■ WORK ORDER:
Every record is to be restated exactly, with nothing left out.

(Referring expression pointing data)
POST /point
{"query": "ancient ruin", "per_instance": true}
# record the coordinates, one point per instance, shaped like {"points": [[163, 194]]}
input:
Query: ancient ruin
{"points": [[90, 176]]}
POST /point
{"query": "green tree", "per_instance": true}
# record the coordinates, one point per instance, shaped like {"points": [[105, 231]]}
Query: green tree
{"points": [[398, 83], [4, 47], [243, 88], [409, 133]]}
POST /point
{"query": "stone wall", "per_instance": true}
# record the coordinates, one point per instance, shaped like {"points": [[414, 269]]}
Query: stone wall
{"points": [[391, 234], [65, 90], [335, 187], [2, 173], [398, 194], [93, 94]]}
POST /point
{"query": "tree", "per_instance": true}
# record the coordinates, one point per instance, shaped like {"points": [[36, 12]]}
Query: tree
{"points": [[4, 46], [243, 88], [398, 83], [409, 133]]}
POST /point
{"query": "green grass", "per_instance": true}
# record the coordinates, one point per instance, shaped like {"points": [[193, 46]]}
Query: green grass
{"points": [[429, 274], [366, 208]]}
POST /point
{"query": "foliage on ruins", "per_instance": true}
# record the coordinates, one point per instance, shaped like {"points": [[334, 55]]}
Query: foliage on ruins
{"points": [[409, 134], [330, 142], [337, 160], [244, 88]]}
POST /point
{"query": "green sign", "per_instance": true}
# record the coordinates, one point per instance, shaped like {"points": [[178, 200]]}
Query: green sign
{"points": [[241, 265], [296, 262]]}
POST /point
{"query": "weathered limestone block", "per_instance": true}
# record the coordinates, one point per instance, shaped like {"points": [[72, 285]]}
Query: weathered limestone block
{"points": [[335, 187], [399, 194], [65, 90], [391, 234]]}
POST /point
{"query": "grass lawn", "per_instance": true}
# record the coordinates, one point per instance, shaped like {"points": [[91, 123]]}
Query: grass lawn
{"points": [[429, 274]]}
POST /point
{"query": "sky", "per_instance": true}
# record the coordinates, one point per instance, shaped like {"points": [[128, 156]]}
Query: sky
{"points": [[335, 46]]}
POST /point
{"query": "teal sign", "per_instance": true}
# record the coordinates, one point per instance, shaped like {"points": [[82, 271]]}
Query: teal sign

■ TASK ANSWER:
POST /point
{"query": "ancient ruin", "per_instance": true}
# record the coordinates, one point per instance, shaped like {"points": [[163, 194]]}
input:
Query: ancient ruin
{"points": [[90, 176]]}
POST /point
{"query": "green tree", "per_instance": true}
# record the coordinates, one point per instance, shaped like {"points": [[105, 231]]}
Query: green tree
{"points": [[398, 83], [4, 47], [243, 88], [409, 133]]}
POST /point
{"query": "stone wall", "per_instance": true}
# record the coordinates, one point per instance, shaped like {"points": [[414, 269]]}
Query: stone wall
{"points": [[391, 234], [65, 90], [335, 187], [2, 173], [398, 194], [93, 94]]}
POST /point
{"query": "tree", "per_instance": true}
# record the coordinates, one point per instance, shaped like {"points": [[36, 12]]}
Query: tree
{"points": [[4, 46], [243, 88], [398, 83], [409, 133]]}
POST /point
{"query": "green grass", "per_instance": true}
# record the coordinates, one point per instance, shaped like {"points": [[193, 46]]}
Query: green grass
{"points": [[429, 274], [366, 208]]}
POST /point
{"query": "foliage on ruins", "per_instance": true}
# record the coordinates, one point per instance, shaped like {"points": [[334, 55]]}
Query: foliage on ruins
{"points": [[409, 134], [330, 142], [337, 160], [244, 88]]}
POST /point
{"query": "green sign", "per_instance": true}
# record the coordinates, one point per instance, shaped like {"points": [[178, 200]]}
Query: green sign
{"points": [[241, 265], [296, 262]]}
POST /point
{"query": "weathered limestone block", "per_instance": true}
# record the coordinates, one point per instance, shaped like {"points": [[72, 285]]}
Query: weathered limestone block
{"points": [[335, 187], [399, 194], [65, 90], [391, 234]]}
POST /point
{"query": "grass lawn", "per_instance": true}
# record the coordinates, one point per instance, shaped like {"points": [[91, 123]]}
Query: grass lawn
{"points": [[429, 274]]}
POST /point
{"query": "sky", "per_instance": true}
# record the coordinates, one point per instance, shaped like {"points": [[128, 156]]}
Query: sky
{"points": [[335, 46]]}
POST /point
{"query": "teal sign", "per_instance": true}
# record the coordinates, one point per instance, shaped like {"points": [[82, 271]]}
Query: teal sign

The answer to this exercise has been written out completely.